Data records

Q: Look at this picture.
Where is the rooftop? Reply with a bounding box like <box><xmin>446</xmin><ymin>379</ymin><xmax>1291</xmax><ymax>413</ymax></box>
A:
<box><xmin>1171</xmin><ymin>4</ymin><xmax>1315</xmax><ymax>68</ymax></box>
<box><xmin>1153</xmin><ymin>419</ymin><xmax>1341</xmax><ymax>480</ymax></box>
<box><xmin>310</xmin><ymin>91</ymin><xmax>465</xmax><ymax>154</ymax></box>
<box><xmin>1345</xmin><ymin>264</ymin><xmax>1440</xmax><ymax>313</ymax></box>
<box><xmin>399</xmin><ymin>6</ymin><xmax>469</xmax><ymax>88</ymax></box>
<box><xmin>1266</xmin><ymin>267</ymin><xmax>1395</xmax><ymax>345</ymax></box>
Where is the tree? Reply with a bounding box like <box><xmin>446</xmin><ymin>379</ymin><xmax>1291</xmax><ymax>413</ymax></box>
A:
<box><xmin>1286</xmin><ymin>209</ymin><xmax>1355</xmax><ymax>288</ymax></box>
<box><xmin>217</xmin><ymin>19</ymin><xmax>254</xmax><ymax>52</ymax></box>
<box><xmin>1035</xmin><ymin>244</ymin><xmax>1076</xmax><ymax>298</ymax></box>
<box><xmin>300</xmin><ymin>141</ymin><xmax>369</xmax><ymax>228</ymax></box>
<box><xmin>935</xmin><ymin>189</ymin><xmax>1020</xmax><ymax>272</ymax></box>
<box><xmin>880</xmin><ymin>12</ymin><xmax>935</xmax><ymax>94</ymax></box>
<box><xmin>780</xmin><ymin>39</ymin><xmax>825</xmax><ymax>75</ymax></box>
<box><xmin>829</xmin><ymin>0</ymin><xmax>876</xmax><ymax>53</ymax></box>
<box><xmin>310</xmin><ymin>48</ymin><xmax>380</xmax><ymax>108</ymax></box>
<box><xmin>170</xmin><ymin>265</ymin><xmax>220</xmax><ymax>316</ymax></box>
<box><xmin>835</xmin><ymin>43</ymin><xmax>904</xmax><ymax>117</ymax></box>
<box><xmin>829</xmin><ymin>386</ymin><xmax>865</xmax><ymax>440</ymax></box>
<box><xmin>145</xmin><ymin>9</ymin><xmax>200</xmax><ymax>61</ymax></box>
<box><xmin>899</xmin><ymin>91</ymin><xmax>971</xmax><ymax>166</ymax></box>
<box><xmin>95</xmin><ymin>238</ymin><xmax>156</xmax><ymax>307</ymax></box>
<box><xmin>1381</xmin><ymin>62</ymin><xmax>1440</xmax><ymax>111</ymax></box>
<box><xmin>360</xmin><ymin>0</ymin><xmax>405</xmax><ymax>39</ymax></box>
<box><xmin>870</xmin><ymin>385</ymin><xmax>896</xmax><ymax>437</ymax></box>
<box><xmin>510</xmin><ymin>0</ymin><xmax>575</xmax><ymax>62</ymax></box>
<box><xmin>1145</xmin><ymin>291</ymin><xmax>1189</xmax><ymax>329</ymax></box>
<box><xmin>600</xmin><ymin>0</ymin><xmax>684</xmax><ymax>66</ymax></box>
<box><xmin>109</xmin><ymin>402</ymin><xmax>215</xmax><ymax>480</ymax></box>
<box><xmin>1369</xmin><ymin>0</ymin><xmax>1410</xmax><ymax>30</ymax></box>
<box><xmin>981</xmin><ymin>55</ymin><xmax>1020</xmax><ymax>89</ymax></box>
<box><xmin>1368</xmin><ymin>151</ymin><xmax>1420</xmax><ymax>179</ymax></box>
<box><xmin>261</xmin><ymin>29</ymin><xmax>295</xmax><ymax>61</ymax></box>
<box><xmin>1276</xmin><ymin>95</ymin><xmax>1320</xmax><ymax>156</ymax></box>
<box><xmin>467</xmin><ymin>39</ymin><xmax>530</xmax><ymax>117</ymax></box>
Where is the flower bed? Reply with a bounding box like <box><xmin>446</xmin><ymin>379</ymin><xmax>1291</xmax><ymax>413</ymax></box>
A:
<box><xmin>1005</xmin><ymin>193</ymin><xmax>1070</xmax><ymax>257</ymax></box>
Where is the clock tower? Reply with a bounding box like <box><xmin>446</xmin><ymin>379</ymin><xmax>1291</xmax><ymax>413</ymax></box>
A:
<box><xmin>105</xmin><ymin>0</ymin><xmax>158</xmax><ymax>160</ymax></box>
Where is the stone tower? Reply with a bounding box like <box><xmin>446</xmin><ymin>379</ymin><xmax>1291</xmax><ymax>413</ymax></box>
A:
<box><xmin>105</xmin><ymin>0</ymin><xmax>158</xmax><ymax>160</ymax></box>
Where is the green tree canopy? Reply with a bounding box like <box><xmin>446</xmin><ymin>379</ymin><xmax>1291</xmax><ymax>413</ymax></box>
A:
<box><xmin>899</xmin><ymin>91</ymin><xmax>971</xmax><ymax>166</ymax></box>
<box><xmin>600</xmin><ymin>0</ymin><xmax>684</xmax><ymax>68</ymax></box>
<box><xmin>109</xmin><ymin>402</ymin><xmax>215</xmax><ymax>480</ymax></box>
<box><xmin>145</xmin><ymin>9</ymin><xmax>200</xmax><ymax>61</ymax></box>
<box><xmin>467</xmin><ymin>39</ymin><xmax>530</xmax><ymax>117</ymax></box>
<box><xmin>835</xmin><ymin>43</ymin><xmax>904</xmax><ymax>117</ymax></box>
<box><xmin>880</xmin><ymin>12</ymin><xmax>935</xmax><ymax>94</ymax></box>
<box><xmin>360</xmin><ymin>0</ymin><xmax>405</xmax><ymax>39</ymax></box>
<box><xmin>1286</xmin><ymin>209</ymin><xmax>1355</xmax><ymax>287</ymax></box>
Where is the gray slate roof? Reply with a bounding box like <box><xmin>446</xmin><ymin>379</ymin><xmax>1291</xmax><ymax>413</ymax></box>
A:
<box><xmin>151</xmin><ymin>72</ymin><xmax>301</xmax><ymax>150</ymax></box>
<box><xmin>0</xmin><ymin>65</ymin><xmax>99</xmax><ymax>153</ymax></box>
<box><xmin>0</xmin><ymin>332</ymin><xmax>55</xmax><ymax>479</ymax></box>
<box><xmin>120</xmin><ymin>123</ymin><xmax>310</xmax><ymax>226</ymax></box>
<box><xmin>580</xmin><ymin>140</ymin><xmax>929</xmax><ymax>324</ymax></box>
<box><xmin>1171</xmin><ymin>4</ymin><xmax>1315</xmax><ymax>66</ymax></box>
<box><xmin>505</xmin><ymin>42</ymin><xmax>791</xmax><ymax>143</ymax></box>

■ **Problem description**
From the entries above, pull out each line that contains the word "tower" and copy those lines without changes.

■ **The solution**
Where is the clock tower? Reply with a bounding box like <box><xmin>446</xmin><ymin>379</ymin><xmax>1291</xmax><ymax>413</ymax></box>
Where is the stone tower? Reply with a bounding box like <box><xmin>446</xmin><ymin>379</ymin><xmax>1291</xmax><ymax>413</ymax></box>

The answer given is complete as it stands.